++++ SOURCE DATA

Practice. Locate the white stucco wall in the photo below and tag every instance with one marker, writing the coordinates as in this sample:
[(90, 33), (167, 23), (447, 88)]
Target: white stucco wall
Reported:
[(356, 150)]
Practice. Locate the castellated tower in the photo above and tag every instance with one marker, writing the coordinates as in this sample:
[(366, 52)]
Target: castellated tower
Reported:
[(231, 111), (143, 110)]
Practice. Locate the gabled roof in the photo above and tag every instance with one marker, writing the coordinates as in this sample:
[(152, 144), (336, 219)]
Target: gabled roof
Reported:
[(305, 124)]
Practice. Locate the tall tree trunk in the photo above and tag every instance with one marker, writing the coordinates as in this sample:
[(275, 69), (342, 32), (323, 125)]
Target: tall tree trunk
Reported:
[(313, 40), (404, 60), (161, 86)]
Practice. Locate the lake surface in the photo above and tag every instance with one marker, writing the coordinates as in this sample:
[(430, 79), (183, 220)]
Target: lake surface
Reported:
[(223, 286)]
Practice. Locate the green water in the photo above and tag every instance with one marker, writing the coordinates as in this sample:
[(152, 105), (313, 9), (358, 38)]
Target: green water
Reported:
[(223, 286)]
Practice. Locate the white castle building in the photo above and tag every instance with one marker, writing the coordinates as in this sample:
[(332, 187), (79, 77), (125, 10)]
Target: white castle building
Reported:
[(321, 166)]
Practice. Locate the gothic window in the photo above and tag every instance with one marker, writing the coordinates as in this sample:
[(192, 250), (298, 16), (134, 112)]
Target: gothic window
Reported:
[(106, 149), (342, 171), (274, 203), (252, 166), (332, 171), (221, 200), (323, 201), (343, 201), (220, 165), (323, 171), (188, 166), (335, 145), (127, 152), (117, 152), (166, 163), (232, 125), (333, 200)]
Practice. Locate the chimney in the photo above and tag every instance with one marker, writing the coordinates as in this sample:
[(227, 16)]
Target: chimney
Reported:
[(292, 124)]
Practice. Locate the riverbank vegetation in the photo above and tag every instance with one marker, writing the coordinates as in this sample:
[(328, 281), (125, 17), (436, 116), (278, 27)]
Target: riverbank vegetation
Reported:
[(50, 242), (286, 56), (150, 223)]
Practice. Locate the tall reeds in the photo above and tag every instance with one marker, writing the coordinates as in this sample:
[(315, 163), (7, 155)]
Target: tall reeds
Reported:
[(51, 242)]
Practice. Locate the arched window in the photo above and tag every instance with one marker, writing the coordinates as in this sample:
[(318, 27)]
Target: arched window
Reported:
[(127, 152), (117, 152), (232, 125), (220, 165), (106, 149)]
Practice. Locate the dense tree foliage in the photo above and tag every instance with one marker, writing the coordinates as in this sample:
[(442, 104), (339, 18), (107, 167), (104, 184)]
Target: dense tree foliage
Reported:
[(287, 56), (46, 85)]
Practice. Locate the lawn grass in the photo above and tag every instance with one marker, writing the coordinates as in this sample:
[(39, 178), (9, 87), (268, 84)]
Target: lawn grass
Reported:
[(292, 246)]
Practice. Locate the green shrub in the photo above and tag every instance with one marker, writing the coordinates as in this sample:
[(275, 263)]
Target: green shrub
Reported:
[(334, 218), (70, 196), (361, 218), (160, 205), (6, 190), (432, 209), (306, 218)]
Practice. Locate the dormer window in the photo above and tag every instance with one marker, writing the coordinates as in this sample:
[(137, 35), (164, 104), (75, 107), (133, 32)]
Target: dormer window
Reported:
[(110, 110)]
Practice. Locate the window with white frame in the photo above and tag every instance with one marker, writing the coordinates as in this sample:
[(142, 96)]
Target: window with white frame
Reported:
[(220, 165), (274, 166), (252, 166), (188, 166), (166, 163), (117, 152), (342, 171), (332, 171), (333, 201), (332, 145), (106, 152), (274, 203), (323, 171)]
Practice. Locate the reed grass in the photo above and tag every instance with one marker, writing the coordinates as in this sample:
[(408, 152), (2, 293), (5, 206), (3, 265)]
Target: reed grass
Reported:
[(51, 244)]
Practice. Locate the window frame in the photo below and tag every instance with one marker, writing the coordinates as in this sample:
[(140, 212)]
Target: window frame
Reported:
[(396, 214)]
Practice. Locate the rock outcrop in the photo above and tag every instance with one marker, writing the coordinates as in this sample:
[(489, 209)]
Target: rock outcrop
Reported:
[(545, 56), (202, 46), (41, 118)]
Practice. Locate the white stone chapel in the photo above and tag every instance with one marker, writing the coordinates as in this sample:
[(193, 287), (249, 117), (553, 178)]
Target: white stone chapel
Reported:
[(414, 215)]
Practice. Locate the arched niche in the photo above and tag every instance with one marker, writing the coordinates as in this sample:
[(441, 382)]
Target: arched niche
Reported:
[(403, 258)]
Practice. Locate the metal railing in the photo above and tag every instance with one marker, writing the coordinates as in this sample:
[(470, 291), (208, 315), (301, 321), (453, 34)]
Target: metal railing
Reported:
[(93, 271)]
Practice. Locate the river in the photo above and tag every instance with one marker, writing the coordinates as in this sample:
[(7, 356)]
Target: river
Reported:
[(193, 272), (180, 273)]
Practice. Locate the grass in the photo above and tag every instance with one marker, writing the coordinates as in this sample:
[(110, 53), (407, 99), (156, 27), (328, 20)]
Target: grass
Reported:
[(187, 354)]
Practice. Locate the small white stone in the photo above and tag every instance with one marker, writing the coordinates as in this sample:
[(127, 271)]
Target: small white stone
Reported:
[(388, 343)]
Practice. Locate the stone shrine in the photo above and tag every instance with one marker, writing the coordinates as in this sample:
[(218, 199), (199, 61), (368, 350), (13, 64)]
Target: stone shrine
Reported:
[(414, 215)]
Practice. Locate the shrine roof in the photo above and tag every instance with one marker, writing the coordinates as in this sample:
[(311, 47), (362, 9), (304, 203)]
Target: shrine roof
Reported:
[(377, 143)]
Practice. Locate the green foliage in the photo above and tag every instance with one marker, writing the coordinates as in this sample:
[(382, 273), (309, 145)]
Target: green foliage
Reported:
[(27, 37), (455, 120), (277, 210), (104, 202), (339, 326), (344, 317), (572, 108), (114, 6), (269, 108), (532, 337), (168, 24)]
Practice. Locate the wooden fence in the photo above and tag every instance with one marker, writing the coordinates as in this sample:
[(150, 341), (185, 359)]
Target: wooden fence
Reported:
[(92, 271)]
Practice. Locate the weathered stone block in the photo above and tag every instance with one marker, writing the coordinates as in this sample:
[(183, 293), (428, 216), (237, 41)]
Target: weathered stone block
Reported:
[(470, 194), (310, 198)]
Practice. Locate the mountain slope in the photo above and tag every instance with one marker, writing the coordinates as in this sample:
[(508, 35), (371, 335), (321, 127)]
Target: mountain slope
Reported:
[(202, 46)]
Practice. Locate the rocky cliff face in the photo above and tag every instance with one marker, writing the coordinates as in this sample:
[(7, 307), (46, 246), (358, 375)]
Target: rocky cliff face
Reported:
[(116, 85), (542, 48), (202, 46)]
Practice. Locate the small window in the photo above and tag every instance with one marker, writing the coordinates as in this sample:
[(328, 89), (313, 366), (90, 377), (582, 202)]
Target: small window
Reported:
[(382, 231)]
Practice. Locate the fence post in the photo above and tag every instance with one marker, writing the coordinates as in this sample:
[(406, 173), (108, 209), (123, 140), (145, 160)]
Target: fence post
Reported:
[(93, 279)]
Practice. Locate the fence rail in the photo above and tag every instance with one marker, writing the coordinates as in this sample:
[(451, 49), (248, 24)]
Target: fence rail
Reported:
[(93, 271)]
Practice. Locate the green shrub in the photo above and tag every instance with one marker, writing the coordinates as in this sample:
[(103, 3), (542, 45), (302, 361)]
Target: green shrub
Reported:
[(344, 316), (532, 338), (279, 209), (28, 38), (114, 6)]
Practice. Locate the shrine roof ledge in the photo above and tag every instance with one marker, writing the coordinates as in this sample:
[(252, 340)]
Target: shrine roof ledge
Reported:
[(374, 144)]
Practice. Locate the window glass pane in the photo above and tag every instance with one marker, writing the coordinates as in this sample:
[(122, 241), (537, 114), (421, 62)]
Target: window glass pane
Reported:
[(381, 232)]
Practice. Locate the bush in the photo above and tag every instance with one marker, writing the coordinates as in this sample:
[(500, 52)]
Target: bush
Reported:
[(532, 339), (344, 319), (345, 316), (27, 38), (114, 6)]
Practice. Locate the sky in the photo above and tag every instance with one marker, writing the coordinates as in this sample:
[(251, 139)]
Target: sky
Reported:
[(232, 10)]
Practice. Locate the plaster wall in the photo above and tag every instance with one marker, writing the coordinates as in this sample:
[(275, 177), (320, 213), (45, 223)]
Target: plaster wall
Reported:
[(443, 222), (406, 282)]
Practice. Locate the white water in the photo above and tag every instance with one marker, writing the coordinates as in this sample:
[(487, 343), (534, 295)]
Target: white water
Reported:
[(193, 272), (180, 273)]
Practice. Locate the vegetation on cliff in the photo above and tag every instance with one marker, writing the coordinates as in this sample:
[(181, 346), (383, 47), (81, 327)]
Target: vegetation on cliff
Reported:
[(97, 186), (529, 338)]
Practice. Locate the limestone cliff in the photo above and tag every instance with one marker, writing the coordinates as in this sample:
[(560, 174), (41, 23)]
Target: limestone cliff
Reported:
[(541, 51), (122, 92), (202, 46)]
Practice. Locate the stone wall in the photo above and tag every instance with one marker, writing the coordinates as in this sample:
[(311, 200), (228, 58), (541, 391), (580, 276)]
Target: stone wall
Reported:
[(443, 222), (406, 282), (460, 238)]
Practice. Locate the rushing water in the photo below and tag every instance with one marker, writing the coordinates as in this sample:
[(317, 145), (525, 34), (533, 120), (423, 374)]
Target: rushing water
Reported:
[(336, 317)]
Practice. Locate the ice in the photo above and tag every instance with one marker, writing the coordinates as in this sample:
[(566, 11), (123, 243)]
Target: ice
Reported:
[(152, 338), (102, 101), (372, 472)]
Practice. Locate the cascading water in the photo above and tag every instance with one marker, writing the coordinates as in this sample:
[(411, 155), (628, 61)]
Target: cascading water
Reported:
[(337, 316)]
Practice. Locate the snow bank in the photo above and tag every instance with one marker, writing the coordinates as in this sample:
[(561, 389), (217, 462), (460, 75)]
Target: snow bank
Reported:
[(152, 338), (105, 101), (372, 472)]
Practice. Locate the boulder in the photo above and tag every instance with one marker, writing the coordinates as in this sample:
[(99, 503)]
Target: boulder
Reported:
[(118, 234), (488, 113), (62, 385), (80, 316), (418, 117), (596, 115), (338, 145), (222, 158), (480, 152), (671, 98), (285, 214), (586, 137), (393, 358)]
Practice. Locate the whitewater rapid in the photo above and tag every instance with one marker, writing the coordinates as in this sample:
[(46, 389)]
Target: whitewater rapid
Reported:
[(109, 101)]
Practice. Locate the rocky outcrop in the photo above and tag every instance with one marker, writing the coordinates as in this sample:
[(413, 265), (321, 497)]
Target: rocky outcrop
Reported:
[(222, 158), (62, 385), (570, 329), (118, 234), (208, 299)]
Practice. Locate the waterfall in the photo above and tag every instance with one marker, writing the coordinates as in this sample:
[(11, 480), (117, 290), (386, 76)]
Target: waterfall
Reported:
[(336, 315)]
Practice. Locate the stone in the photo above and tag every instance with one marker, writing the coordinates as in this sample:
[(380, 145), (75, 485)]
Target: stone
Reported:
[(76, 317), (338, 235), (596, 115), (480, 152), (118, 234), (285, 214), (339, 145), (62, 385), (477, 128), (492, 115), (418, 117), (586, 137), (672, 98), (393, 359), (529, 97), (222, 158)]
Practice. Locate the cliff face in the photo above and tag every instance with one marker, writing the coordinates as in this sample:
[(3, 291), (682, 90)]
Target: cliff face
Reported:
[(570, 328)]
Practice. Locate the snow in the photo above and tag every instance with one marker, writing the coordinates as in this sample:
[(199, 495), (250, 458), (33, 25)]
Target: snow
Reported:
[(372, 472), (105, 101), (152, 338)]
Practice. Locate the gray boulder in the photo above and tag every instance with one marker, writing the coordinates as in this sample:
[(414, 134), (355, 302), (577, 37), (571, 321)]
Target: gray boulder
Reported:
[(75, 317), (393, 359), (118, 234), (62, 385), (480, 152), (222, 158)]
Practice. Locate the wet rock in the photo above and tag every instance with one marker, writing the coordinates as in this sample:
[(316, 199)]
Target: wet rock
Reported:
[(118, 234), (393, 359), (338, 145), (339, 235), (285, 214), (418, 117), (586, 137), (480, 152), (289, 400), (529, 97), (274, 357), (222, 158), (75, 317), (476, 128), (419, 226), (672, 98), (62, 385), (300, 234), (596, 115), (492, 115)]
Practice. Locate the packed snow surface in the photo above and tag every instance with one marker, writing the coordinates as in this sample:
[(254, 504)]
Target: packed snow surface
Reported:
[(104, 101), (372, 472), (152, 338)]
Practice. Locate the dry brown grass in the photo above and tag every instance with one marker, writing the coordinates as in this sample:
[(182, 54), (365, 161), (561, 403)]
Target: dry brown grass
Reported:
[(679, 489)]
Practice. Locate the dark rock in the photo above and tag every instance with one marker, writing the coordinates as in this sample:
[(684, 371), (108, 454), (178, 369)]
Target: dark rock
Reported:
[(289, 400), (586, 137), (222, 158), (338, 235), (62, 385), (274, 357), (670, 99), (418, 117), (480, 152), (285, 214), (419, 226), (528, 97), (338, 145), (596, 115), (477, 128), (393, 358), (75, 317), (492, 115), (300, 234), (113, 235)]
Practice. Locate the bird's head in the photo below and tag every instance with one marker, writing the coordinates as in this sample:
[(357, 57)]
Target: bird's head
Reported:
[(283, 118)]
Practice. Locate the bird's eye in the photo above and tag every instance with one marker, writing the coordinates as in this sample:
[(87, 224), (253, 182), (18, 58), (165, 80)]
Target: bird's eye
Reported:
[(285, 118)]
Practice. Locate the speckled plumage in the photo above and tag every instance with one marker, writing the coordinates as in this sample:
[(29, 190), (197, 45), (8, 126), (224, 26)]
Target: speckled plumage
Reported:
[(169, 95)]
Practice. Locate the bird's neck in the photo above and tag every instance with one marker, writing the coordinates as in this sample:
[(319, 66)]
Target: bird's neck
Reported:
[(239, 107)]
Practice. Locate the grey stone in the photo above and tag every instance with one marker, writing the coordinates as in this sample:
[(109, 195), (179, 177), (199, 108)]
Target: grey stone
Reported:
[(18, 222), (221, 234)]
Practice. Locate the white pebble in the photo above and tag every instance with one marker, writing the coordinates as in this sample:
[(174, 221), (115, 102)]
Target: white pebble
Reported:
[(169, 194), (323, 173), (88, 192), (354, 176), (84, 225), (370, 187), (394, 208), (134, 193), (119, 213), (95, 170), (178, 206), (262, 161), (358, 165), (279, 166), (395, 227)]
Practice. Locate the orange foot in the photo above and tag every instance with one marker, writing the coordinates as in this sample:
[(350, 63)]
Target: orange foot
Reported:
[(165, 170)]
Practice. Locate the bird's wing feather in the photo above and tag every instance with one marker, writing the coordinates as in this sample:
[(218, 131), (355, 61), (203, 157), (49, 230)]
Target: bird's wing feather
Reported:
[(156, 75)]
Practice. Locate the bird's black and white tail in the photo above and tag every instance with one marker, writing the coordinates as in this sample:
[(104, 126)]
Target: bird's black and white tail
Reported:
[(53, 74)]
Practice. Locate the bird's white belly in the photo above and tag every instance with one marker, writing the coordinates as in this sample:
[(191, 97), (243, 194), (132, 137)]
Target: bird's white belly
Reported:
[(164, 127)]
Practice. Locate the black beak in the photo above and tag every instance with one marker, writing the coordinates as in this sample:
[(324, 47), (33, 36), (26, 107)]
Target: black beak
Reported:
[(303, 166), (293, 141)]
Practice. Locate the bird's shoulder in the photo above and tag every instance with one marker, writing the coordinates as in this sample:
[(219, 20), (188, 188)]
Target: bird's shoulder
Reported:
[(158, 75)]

++++++++

THE EXERCISE:
Reproduce the lines from the line with "Practice. Locate the stone wall" to the line with "[(152, 338), (105, 101), (372, 472)]", both included, with the instruction text and sample coordinates unchanged. Scale every point coordinate in the answers by 0.9, rounding to whole numbers with halves rounded up.

SOLUTION FOR THIS PROBLEM:
Practice. Locate the stone wall in the photo above and tag every instance with one marker, writing the coordinates as in this sample:
[(311, 200), (228, 58), (541, 391), (580, 276)]
Target: stone wall
Reported:
[(399, 200), (365, 254), (414, 214)]
Practice. Locate the rushing water in the photo below and tag every instance with one marker, writing the coordinates as in this sample:
[(317, 145), (525, 34), (533, 120), (423, 374)]
Target: rushing water
Reported:
[(302, 285)]
Practice. Locate the ice in the photo above and tag every instance with one marker, writing the coordinates as in this sample:
[(566, 11), (123, 243)]
Target: ice
Reported:
[(137, 304), (92, 91), (335, 425)]
Practice. Locate the cascading water in the photo above and tag every instance with one marker, writing the coordinates as in this sample:
[(411, 155), (628, 61)]
Target: cascading water
Reported:
[(303, 284)]
Practice. Locate the snow bank in the photo above and tag every instance with one marker, writing the coordinates as in this sample:
[(561, 389), (217, 462), (460, 75)]
Target: snow bank
Reported:
[(137, 304), (95, 91), (335, 425)]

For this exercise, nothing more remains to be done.